─── TEXTE SOURCE

Evra règle ses comptes
Plus les jours passent, plus les langues se dénouent. Et la blessure de la Coupe du monde reste encore douloureuse pour les Tricolores. Après le déballage de Nicolas Anelka, qui n'a pas hésité à donner un coup de griffe au fonctionnement de Raymond Domenech, ex-sélectionneur de l'équipe de France, c'est aujourd'hui Patrice Evra qui revient sur les épisodes cahoteux du séjour sud-africain. Déféré devant la commission de discipline de la FFF avec quatre autres joueurs (Abidal, Toulalan, Anelka et Ribéry), le capitaine des Bleus en Afrique du Sud se dit surpris de cette décision, et ne pense pas mériter plus de fustigations que le reste du groupe. "J'avais l'impression que tout le monde voulait tourner la page du Mondial. Il faut penser au futur. Pourquoi nous sanctionner plus que d'autres. On l'a déjà été. La sanction de ne pas sélectionner les 23 mondialistes pour le match de la Norvège est cohérente", explique-t-il. Avant de revenir sur l'impérissable souvenir du mois de juin. "Le Mondial a été un véritable cauchemar. On a oublié l'essentiel, plus parlé de problèmes quotidiens que de foot. Mais il n'y avait plus de dialogue avec le coach. Il n'y avait aucune structure collective, ni de projet".

──────
─── RELEVÉ

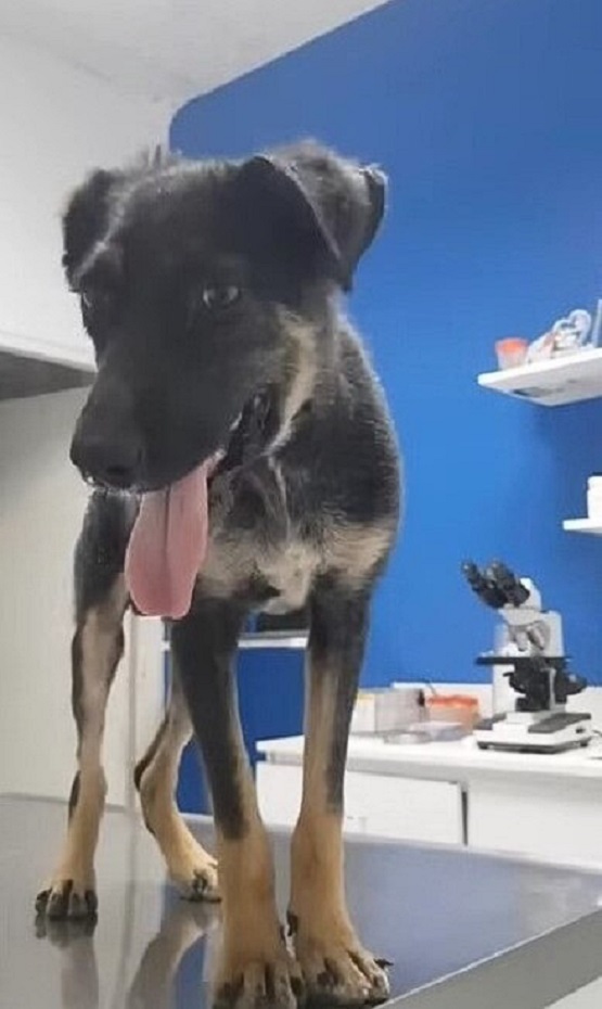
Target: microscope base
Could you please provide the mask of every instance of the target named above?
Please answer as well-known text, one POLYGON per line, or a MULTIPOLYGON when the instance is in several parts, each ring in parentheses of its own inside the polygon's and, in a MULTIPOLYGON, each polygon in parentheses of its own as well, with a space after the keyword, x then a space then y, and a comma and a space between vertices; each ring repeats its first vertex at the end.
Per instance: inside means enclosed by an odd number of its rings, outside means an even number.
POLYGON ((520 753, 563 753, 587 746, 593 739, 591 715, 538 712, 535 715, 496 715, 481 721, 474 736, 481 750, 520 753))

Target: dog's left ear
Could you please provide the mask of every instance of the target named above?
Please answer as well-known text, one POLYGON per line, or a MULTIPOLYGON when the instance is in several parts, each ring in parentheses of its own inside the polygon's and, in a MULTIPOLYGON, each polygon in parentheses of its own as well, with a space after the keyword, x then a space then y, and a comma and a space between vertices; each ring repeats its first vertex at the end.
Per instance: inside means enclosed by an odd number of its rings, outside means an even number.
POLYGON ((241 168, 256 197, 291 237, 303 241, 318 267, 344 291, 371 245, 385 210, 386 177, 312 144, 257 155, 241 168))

──────
─── RELEVÉ

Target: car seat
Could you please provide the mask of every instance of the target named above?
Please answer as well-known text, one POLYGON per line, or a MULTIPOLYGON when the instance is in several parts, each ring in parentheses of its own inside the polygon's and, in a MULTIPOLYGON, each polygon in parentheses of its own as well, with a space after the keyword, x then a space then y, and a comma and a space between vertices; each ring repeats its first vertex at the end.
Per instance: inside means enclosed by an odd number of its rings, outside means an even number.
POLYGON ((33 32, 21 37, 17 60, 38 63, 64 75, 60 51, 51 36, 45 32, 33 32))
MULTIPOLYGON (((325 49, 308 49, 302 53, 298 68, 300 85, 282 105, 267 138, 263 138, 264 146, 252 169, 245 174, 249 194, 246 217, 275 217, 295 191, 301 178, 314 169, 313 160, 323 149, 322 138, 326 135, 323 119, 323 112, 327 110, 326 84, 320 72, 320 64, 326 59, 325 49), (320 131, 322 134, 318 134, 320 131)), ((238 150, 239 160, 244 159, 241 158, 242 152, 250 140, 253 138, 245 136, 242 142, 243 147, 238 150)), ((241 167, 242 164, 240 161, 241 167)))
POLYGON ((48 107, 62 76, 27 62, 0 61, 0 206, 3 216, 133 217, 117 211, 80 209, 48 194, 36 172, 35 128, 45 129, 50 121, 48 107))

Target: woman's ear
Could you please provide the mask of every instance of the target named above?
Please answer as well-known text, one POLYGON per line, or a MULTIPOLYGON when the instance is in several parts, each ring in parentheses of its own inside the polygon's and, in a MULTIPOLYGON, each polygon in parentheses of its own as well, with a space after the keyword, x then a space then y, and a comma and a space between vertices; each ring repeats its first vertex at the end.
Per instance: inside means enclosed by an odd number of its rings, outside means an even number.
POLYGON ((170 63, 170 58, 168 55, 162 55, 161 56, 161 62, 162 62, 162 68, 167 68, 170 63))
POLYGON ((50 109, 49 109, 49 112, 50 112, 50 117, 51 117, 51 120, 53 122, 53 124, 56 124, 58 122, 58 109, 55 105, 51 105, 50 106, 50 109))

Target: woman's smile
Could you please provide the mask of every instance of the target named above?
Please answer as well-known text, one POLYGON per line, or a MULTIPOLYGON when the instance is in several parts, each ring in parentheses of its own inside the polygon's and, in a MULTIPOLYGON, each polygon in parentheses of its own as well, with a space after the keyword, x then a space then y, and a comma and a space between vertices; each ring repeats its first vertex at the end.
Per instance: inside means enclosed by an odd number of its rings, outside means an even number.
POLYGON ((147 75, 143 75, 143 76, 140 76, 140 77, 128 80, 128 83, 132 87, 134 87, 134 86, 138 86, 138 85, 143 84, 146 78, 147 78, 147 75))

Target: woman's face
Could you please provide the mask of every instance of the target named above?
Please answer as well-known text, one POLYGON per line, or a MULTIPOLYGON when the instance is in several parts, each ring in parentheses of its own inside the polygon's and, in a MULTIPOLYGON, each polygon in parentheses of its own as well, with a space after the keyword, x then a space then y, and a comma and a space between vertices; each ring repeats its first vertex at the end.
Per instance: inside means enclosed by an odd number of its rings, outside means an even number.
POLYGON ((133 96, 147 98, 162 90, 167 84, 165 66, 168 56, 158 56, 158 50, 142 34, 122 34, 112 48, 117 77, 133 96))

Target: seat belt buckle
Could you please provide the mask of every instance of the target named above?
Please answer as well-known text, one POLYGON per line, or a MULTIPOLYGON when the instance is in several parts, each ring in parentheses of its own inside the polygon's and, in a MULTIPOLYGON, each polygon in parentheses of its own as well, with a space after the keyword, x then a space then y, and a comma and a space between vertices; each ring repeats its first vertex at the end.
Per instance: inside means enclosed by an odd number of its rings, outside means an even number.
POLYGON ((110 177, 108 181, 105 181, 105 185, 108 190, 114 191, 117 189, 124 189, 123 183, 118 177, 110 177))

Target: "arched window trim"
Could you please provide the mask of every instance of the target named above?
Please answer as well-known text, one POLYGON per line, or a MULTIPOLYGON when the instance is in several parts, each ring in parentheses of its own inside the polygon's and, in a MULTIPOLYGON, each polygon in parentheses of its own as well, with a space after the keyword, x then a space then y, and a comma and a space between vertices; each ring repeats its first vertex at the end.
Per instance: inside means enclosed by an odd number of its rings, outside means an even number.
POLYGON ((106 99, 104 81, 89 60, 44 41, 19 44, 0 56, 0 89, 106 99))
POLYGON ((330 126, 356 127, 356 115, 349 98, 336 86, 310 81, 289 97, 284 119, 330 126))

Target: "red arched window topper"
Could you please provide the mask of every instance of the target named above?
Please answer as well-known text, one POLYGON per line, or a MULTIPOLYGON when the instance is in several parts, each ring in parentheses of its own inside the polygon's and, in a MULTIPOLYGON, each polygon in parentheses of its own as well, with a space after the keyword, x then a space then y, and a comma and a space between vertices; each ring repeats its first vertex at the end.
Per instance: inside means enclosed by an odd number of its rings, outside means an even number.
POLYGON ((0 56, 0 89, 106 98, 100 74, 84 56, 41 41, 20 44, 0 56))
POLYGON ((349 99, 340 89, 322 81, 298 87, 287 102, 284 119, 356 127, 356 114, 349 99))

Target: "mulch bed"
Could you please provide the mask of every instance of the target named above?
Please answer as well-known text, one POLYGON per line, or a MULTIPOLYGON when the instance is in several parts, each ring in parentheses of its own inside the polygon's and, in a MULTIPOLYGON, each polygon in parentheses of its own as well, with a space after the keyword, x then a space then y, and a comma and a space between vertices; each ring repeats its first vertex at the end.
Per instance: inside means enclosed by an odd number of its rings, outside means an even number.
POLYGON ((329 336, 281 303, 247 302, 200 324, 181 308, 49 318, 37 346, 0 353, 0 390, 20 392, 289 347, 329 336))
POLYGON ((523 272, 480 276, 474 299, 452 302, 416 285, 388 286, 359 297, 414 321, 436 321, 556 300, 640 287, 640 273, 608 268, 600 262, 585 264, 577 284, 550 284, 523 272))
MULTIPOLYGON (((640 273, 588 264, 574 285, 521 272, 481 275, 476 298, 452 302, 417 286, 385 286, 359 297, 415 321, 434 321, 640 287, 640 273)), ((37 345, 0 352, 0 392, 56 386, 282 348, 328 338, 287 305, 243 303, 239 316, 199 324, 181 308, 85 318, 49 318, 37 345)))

──────

> EXERCICES PROPOSÉS:
A) D'après l'article sur Patrice Evra, quels autres joueurs ont été déférés avec lui devant la commission de discipline de la FFF ?
B) Rédigez la suite de l'article consacré à Patrice Evra et au Mondial, à partir de sa dernière phrase.
Les enregistrements n'ont aucun rôle ici.

> SOLUTIONS DÉTAILLÉES:
A) Abidal, Toulalan, Anelka et Ribéry.

B)
Evra, capitaine abandonné
Prenant à cur (peut-être trop d'ailleurs) son rôle de capitaine, Evra s'est senti impuissant face à l'incompréhension régnante entre le sélectionneur et le groupe. "Je recevais des plaintes après chaque entraînement. Les joueurs lui reprochaient son manque de travail tactique et le décalage avec les exercices auxquels ils sont habitués en club. Il (Domenech) a refusé l'échange", déclare-t-il. En bon capitaine, l'international indique qu'il n'a sans cesse tenté de motiver ses coéquipiers afin de conserver un état d'esprit positif, qui n'y était plus depuis un bon moment, bien avant l'échéance du Mondial. De l'espoir et l'obstination, le Mancunien a donc peu à peu laissé place à la résignation. " Je n'ai cessé de répéter à mes partenaires qu'il fallait continuer de bosser. Mais, à un moment, ce discours ne passe plus", lâche-t-il. Concernant l'incident qui s'est déroulé à la mi-temps de France-Mexique, entre Anelka et Domenech, l'ancien Monégasque prend position. Il défend l'attaquant de Chelsea, qui n'aurait jamais tenu les propos retranscrits à la Une du journal L'Equipe. " Pendant dix minutes, le coach n'a pas parlé puis, d'un coup, il a dit à Anelka: "Putain, je te dis de rester en pointe mais tu décroches". "Nico lui a répondu. Il y a eu un échange de mots, mais pas ceux retranscrits en Une de l'Equipe".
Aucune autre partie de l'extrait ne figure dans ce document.